AIM OF THE EXERCISE » Return every one of the records below without any changes, keeping each line as it appears.

[Point annotation dataset records]
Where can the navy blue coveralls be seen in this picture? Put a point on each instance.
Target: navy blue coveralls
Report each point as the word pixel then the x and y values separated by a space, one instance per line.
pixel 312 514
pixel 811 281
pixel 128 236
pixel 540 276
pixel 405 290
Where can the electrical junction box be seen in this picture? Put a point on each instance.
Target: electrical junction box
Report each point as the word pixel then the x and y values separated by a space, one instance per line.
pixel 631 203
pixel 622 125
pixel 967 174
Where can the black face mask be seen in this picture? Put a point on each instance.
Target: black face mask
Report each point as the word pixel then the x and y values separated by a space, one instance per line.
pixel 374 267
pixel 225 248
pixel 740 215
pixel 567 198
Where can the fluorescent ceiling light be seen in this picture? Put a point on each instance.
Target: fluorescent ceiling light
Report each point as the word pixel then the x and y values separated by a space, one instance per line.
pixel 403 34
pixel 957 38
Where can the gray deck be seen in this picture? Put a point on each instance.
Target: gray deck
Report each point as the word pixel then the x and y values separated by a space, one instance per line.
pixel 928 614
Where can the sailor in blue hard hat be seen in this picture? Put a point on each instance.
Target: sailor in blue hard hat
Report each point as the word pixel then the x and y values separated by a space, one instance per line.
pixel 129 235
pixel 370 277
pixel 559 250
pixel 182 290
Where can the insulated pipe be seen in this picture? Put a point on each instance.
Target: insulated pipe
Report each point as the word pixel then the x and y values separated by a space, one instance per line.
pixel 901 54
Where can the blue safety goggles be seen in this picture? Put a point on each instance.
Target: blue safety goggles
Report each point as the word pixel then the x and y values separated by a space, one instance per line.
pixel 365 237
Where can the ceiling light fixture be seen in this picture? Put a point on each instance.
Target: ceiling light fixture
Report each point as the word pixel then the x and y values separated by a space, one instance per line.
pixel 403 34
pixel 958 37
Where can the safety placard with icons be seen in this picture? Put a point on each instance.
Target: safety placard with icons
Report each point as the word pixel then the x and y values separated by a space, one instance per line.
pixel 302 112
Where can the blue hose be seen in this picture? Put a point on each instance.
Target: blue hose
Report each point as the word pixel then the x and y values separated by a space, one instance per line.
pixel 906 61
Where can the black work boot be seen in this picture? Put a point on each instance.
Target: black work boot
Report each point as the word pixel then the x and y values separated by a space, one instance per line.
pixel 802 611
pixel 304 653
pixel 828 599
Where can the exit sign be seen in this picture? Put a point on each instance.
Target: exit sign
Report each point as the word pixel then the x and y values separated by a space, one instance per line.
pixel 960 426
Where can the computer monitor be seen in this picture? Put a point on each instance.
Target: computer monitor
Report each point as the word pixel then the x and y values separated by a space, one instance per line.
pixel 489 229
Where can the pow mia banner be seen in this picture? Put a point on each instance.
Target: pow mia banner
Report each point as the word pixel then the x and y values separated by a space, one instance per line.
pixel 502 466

THE COMPLETED TASK »
Where can the navy blue coveralls be seen in this picture? Put a point on each instance.
Target: navy blue coveralls
Report each point as the word pixel then the x and y values separated by a space, one instance per line.
pixel 312 514
pixel 811 281
pixel 128 236
pixel 540 276
pixel 405 290
Where can the electrical junction box be seen in this picture? Put a point on each instance.
Target: electrical junction box
Report each point as the word pixel then the x and y values separated by a space, one instance per line.
pixel 631 203
pixel 622 125
pixel 967 174
Where can the black face mask be seen in this picture? Put a point on each instance.
Target: black face mask
Report each point as the word pixel then the x and y values separated by a space, one instance per line.
pixel 374 267
pixel 225 248
pixel 740 215
pixel 567 198
Where can the fluorescent ceiling light be seen in this picture? Put a point on each instance.
Target: fluorescent ceiling light
Report each point as the word pixel then the x and y values separated by a space, one instance per line.
pixel 403 34
pixel 957 38
Where can the gray deck be seen in this picture? Put a point on each instance.
Target: gray deck
Report each point as the word pixel then the x and y values separated by a space, one instance per line.
pixel 928 614
Where can the sailor in blue hard hat be seen in this picture? Put a point on each instance.
Target: sailor in blue hard hat
Report each point as the word pixel then the x and y values separated by a space, one instance per line.
pixel 129 235
pixel 370 277
pixel 559 250
pixel 182 290
Where can the insulated pipe be seen in this picture? Put a point on each instance.
Target: insulated pipe
Report each point as the word pixel then the x and y values separated by a space, one instance per line.
pixel 901 54
Where can the blue safety goggles be seen in this picture? Put a point on each instance.
Target: blue safety goggles
Report each point as the word pixel then the x and y values separated by a space, one instance per line.
pixel 365 237
Where can the ceiling light fixture be seen in this picture? Put a point on each instance.
Target: ceiling light fixture
Report each point as the word pixel then the x and y values separated by a space, one instance per line.
pixel 403 34
pixel 958 37
Where can the safety placard with icons be seen in this picture? Put a point on each instance.
Target: safety placard with icons
Report each point as the word pixel then the x and y values separated by a space, one instance per line.
pixel 302 112
Where can the blue hose be seen in this picture? Put a point on each instance.
Target: blue hose
Report each point as the word pixel then the x and y values separated by a space, one instance per line.
pixel 906 61
Where can the black work boot be seen in this picture? Put a point on each instance.
Target: black work boot
Report each point as the word pixel then the x and y values separated by a space, one instance per line.
pixel 802 611
pixel 304 653
pixel 828 599
Where can the exit sign be seen in this picture? Put a point on each instance.
Target: exit sign
Report each point as the word pixel then the x and y values separated by a space, one instance per line.
pixel 960 426
Where can the computer monitor be seen in this picture? Put a point on each instance.
Target: computer monitor
Report each point as the word pixel then the x and y values separated by a space, one instance per line.
pixel 489 229
Where can the pow mia banner be seen in this picture? Put a point on each instance.
Target: pow mia banner
Report each point as the word pixel then the x and y values separated by a space, one instance per line.
pixel 502 466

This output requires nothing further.